* What the task requires
Copy out all the records, word for word.

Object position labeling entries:
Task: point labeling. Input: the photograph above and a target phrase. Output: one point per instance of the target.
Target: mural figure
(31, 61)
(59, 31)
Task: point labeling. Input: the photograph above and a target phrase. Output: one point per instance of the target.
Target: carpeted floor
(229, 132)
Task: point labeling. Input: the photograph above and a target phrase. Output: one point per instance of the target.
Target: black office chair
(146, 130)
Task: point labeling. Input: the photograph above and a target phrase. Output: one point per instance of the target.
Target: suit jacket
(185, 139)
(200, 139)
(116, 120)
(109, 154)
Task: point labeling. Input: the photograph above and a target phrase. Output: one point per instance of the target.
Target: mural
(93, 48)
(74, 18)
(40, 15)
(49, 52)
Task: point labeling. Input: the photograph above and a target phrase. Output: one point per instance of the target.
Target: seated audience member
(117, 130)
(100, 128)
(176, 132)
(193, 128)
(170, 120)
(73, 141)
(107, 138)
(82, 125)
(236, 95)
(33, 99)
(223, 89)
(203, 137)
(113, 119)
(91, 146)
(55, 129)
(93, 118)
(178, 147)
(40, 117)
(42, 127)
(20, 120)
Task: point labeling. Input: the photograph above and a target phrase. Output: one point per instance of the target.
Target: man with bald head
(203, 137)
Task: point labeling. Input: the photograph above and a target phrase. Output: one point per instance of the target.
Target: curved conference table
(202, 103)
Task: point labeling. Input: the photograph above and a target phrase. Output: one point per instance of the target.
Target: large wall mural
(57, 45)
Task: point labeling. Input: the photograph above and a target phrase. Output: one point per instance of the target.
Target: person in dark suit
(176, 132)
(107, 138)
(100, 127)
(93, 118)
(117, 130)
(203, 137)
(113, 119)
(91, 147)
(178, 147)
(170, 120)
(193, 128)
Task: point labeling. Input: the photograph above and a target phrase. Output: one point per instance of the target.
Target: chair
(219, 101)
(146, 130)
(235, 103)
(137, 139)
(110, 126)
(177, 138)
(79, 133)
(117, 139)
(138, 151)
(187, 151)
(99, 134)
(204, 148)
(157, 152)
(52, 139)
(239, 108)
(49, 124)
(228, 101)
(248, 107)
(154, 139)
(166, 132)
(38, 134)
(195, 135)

* Answer
Task: point labeling. Input: the photograph above and a target phrase. Output: one point per instance of the target.
Target: mural figure
(31, 61)
(59, 31)
Task: point labeling. Input: the photograph above and a target phrase. Output: one point per instance of the target.
Target: carpeted floor
(229, 132)
Task: point labeling. Input: the photograph above and a target phrase. Output: one point per instance of the target.
Target: black office chair
(146, 130)
Task: point labeling. Input: the photograph above and a target phrase. Output: one point per instance of the target.
Target: suit jacket
(185, 139)
(200, 139)
(116, 120)
(109, 154)
Task: point labeling. Input: the photograph above and a target phrase. Output: one point per instance of the target.
Target: mural
(93, 48)
(74, 18)
(40, 15)
(49, 52)
Task: point labeling. Input: the photograph above and a target phrase. Output: one point per instance of the target.
Target: seated audience member
(117, 130)
(100, 128)
(176, 132)
(193, 128)
(170, 120)
(73, 141)
(107, 138)
(82, 125)
(236, 95)
(33, 99)
(223, 89)
(203, 137)
(113, 119)
(91, 146)
(55, 129)
(93, 118)
(178, 147)
(40, 117)
(42, 127)
(20, 120)
Task: point labeling. Input: the photograph above and a target phrase. Output: one point per instance of the target.
Target: man with bald head
(203, 137)
Task: point labeling. Input: the photograph above and a target phrase. Output: one point per instance of the target.
Target: curved conference table
(202, 103)
Task: point labeling. Input: the photograph above and a target phrase. Output: one point per instance of the target.
Target: large wall mural
(57, 45)
Task: point labeling. Input: the photograph above and a target phrase. Output: one point per instance of the target.
Target: person in dark suit
(176, 132)
(107, 138)
(100, 127)
(93, 118)
(117, 130)
(203, 137)
(113, 119)
(91, 147)
(178, 147)
(170, 120)
(193, 128)
Task: point labeling. Input: the photograph above and a target phrase. Output: one point per instance of the target.
Target: chair
(219, 101)
(146, 130)
(235, 103)
(137, 139)
(110, 126)
(177, 138)
(79, 133)
(117, 139)
(138, 151)
(187, 151)
(99, 134)
(204, 148)
(157, 152)
(52, 139)
(239, 108)
(49, 124)
(228, 101)
(248, 107)
(154, 139)
(166, 132)
(38, 134)
(195, 135)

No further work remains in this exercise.